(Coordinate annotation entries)
● ● ● ● ●

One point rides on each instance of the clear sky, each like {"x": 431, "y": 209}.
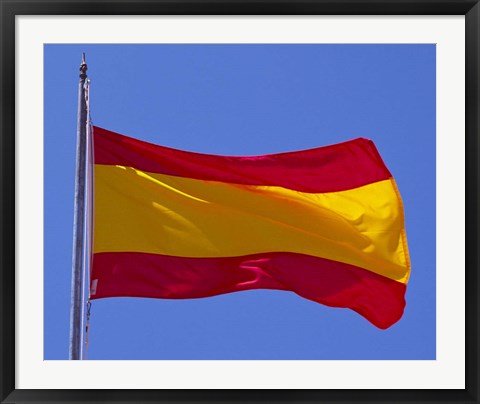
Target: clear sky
{"x": 245, "y": 100}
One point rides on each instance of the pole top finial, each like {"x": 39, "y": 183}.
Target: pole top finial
{"x": 83, "y": 67}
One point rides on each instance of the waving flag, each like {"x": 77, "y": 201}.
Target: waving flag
{"x": 325, "y": 223}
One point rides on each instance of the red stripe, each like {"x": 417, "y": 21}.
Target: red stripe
{"x": 326, "y": 169}
{"x": 380, "y": 300}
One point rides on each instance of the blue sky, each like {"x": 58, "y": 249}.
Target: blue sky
{"x": 245, "y": 100}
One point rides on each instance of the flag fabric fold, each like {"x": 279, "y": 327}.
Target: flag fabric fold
{"x": 325, "y": 223}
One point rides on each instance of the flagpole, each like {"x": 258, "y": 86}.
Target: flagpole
{"x": 76, "y": 301}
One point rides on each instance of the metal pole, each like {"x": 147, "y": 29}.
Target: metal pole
{"x": 78, "y": 222}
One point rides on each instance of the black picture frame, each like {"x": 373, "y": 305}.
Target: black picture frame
{"x": 9, "y": 9}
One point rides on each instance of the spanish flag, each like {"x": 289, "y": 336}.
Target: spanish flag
{"x": 325, "y": 223}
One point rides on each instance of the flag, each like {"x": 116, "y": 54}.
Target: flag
{"x": 325, "y": 223}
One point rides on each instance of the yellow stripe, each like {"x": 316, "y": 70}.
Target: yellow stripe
{"x": 137, "y": 211}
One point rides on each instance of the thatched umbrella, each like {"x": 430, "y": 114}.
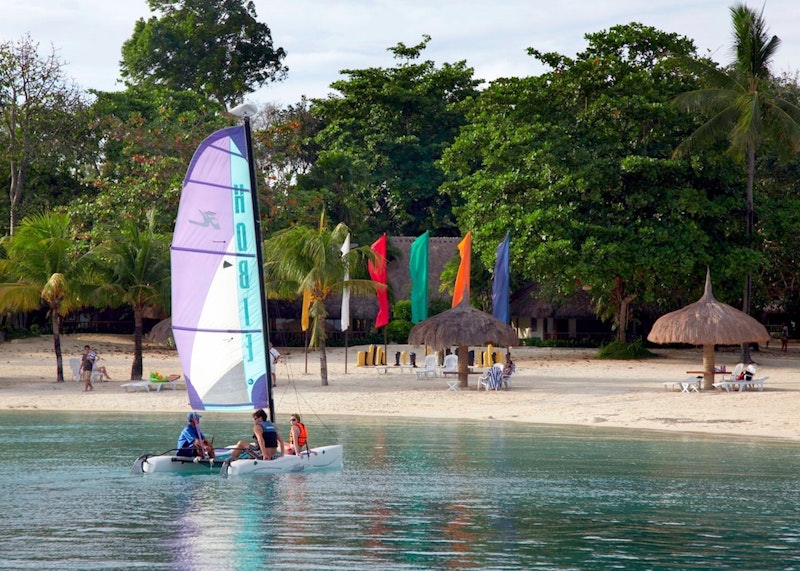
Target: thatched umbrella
{"x": 463, "y": 326}
{"x": 707, "y": 322}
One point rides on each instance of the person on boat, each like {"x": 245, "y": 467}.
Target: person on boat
{"x": 268, "y": 439}
{"x": 298, "y": 436}
{"x": 191, "y": 442}
{"x": 273, "y": 356}
{"x": 87, "y": 363}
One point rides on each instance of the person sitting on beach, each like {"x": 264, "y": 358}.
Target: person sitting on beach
{"x": 191, "y": 442}
{"x": 298, "y": 436}
{"x": 268, "y": 439}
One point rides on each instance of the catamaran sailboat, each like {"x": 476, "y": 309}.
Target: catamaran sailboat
{"x": 219, "y": 315}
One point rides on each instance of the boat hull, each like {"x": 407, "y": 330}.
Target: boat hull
{"x": 322, "y": 458}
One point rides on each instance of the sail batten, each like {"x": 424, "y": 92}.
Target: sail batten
{"x": 217, "y": 296}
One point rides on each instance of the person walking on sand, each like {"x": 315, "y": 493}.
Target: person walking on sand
{"x": 87, "y": 364}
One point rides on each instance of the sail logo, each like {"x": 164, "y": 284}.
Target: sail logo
{"x": 209, "y": 218}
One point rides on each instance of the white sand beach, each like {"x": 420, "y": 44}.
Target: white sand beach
{"x": 551, "y": 386}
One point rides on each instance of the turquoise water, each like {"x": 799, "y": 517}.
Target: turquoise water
{"x": 412, "y": 495}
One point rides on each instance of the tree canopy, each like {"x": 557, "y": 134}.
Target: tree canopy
{"x": 215, "y": 47}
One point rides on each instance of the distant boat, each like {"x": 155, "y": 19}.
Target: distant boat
{"x": 219, "y": 317}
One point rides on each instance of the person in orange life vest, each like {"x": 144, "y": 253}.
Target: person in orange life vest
{"x": 298, "y": 436}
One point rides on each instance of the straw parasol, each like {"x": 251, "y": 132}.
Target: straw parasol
{"x": 462, "y": 325}
{"x": 707, "y": 322}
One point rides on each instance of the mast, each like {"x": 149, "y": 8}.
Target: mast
{"x": 246, "y": 110}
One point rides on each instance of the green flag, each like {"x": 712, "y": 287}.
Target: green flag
{"x": 418, "y": 268}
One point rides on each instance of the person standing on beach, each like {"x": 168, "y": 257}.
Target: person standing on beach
{"x": 273, "y": 359}
{"x": 87, "y": 363}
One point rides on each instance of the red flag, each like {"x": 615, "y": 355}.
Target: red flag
{"x": 377, "y": 272}
{"x": 462, "y": 279}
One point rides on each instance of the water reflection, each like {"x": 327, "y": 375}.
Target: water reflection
{"x": 412, "y": 495}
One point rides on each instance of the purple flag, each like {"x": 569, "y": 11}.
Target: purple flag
{"x": 500, "y": 286}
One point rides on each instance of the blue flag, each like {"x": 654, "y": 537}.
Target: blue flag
{"x": 500, "y": 286}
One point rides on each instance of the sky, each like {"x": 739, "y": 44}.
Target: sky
{"x": 323, "y": 37}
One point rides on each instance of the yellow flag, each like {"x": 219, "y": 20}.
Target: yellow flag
{"x": 306, "y": 307}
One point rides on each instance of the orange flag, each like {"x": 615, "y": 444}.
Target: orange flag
{"x": 461, "y": 290}
{"x": 306, "y": 306}
{"x": 377, "y": 272}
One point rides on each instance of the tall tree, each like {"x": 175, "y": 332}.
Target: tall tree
{"x": 393, "y": 124}
{"x": 214, "y": 47}
{"x": 740, "y": 104}
{"x": 38, "y": 107}
{"x": 43, "y": 266}
{"x": 135, "y": 262}
{"x": 304, "y": 259}
{"x": 575, "y": 164}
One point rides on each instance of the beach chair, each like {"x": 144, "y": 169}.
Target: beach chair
{"x": 428, "y": 368}
{"x": 450, "y": 364}
{"x": 493, "y": 379}
{"x": 733, "y": 379}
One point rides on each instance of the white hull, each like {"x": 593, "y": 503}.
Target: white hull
{"x": 326, "y": 457}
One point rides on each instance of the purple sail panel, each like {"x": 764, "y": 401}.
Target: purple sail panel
{"x": 216, "y": 295}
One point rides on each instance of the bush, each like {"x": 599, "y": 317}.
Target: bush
{"x": 398, "y": 329}
{"x": 621, "y": 350}
{"x": 402, "y": 310}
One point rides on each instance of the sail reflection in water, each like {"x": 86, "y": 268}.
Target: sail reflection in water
{"x": 412, "y": 495}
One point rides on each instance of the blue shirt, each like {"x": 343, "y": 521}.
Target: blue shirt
{"x": 187, "y": 437}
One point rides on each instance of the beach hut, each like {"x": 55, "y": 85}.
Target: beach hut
{"x": 463, "y": 326}
{"x": 707, "y": 322}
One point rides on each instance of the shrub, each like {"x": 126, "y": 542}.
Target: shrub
{"x": 397, "y": 330}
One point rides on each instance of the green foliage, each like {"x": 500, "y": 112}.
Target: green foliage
{"x": 397, "y": 330}
{"x": 214, "y": 47}
{"x": 620, "y": 350}
{"x": 302, "y": 260}
{"x": 576, "y": 165}
{"x": 402, "y": 310}
{"x": 381, "y": 139}
{"x": 41, "y": 118}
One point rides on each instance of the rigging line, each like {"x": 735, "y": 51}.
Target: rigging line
{"x": 299, "y": 397}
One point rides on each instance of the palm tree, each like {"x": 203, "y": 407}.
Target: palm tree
{"x": 743, "y": 108}
{"x": 300, "y": 259}
{"x": 136, "y": 264}
{"x": 43, "y": 266}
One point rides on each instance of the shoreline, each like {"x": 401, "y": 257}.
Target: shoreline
{"x": 552, "y": 386}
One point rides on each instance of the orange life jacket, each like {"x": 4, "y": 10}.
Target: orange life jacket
{"x": 302, "y": 438}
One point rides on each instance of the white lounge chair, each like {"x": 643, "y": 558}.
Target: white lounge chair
{"x": 450, "y": 364}
{"x": 428, "y": 368}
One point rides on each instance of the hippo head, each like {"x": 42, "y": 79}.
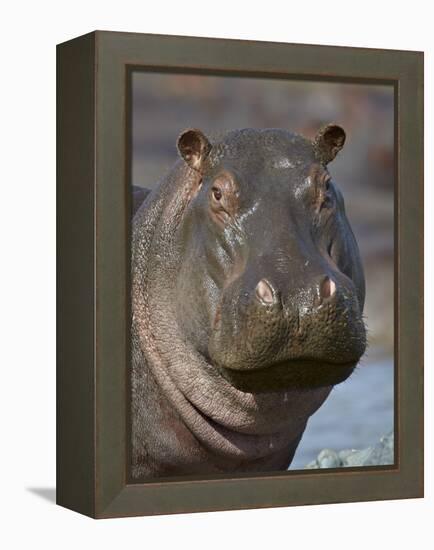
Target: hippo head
{"x": 271, "y": 286}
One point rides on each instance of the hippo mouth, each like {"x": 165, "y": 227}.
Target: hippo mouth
{"x": 296, "y": 374}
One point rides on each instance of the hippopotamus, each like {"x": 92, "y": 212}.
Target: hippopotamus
{"x": 247, "y": 302}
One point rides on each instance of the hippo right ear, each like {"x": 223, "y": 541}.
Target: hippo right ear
{"x": 194, "y": 147}
{"x": 328, "y": 142}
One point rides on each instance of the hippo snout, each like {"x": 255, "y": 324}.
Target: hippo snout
{"x": 324, "y": 290}
{"x": 280, "y": 336}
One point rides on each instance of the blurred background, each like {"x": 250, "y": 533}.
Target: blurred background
{"x": 360, "y": 410}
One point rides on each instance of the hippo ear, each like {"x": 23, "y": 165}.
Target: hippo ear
{"x": 194, "y": 148}
{"x": 328, "y": 142}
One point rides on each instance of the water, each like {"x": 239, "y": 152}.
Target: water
{"x": 356, "y": 414}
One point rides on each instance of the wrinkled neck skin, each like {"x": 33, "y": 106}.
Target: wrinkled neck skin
{"x": 235, "y": 426}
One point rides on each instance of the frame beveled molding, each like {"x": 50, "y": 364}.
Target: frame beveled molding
{"x": 93, "y": 272}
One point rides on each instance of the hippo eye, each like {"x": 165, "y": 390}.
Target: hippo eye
{"x": 216, "y": 193}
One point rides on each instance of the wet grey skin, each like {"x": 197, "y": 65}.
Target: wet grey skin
{"x": 247, "y": 302}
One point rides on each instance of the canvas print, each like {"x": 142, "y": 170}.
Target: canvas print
{"x": 262, "y": 281}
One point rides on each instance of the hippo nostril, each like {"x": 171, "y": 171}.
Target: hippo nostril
{"x": 264, "y": 292}
{"x": 327, "y": 288}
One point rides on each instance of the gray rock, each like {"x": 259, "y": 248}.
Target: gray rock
{"x": 380, "y": 454}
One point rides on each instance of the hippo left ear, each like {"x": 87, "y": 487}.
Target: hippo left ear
{"x": 328, "y": 142}
{"x": 194, "y": 148}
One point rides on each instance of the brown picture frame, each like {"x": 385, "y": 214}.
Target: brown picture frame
{"x": 93, "y": 227}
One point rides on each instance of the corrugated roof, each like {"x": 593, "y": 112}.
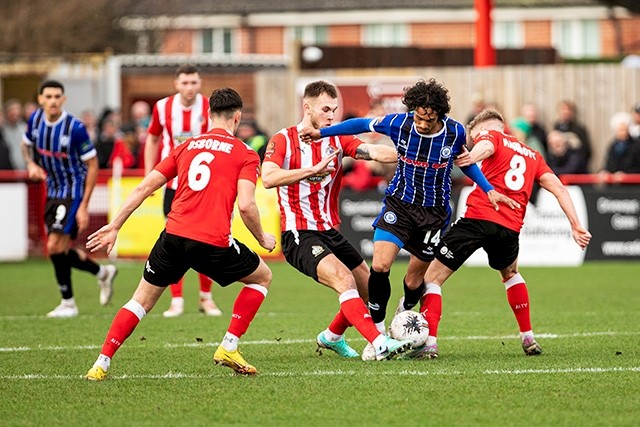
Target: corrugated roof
{"x": 163, "y": 7}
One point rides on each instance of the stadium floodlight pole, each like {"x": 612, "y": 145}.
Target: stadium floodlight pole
{"x": 484, "y": 54}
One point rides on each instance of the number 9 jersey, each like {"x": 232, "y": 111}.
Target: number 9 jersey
{"x": 208, "y": 168}
{"x": 512, "y": 169}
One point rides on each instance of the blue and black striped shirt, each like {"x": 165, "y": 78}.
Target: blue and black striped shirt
{"x": 423, "y": 175}
{"x": 61, "y": 148}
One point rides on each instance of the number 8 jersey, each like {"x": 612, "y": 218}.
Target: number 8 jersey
{"x": 512, "y": 169}
{"x": 208, "y": 168}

● ● ● ● ●

*WRITTEN REQUEST:* Add 75 to every x and y coordinate in the answer points of the entries, from the line containing "One point rides on each instance of the frame" through the end of the entries, both ends included, and write out those lines again with the request lines kept and the sample coordinates in them unchanged. Omit the pictures.

*EXERCISE ANSWER:*
One point rides on each instance of the frame beveled molding, each like {"x": 50, "y": 364}.
Target: frame beveled molding
{"x": 168, "y": 347}
One point rides on each instance of the hippo eye, each like {"x": 165, "y": 390}.
Target: hippo eye
{"x": 291, "y": 268}
One point rides on each instance of the wet grey skin, each like {"x": 197, "y": 65}.
Target: wet grey skin
{"x": 322, "y": 377}
One point rides on each instance of the canvas print, each like {"x": 142, "y": 170}.
Target: canvas print
{"x": 337, "y": 356}
One point rides on each instance of the hippo nostril, each like {"x": 171, "y": 171}.
Target: hippo nostril
{"x": 339, "y": 367}
{"x": 402, "y": 363}
One point rides on each instance of the gray rock, each like {"x": 259, "y": 248}.
Target: gray rock
{"x": 455, "y": 529}
One point rides on each instance of the hippo left ear, each like {"x": 87, "y": 487}.
Target: hippo left ear
{"x": 403, "y": 217}
{"x": 269, "y": 223}
One point rides on each instance of the brown picture frame, each like {"x": 385, "y": 214}.
Target: brown picture frame
{"x": 168, "y": 302}
One point rides on each instance of the corrugated roof, each like {"x": 593, "y": 112}.
Target: corrugated roof
{"x": 238, "y": 82}
One point rides on each instance of the stadium floodlight pole, each like {"x": 612, "y": 145}.
Target: stadium floodlight pole
{"x": 559, "y": 129}
One point rides on each instance of the number 9 jersey, each like {"x": 232, "y": 111}.
Target: number 9 jersey
{"x": 283, "y": 243}
{"x": 587, "y": 244}
One point rides on each instance of the blue and black striped shirt, each like {"x": 165, "y": 78}.
Target: blue and black striped shirt
{"x": 498, "y": 250}
{"x": 136, "y": 223}
One point rides on each instance of the number 8 jersey, each like {"x": 612, "y": 218}.
Target: number 8 jersey
{"x": 587, "y": 244}
{"x": 283, "y": 243}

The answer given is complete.